(Raw records)
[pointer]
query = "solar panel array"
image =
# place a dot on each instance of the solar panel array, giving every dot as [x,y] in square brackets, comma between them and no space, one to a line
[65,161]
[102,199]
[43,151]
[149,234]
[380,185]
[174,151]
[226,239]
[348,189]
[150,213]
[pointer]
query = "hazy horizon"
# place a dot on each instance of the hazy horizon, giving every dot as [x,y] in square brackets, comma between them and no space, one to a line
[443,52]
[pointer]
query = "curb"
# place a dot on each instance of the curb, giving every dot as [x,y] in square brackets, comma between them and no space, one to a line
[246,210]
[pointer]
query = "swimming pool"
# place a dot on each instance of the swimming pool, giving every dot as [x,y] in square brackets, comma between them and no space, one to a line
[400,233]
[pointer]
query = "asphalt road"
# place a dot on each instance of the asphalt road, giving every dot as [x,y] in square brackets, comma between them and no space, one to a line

What you have to do
Format the lines above as a numbered list, omitting any blank lines.

Reply to the task
1. [pointer]
2. query = "solar panel array"
3. image =
4. # place a dot on each instance of the solar panel array, giving every dot as [x,y] in square brackets, comma between them and no space, one to a line
5. [65,161]
6. [102,199]
7. [43,151]
8. [149,234]
9. [380,185]
10. [174,151]
11. [226,239]
12. [348,189]
13. [150,213]
14. [pointer]
15. query = "hazy horizon"
16. # place a dot on each instance of the hazy horizon, giving every dot as [x,y] in square brackets, comma between them and no space, one to a line
17. [443,52]
18. [pointer]
19. query = "curb"
20. # place a dot on each instance of the curb, giving every dot as [x,y] in square brackets, comma between them and no space, one to a line
21. [246,210]
22. [pointer]
23. query = "swimming pool"
24. # place a dot on each instance of the swimming pool, giving every dot as [x,y] in square brackets, comma between them and no space, one to a line
25. [400,233]
26. [pointer]
27. query = "asphalt road"
28. # place a dot on each instance of the asphalt road, giving every dot as [x,y] in square brackets, comma between them and no space, one to a line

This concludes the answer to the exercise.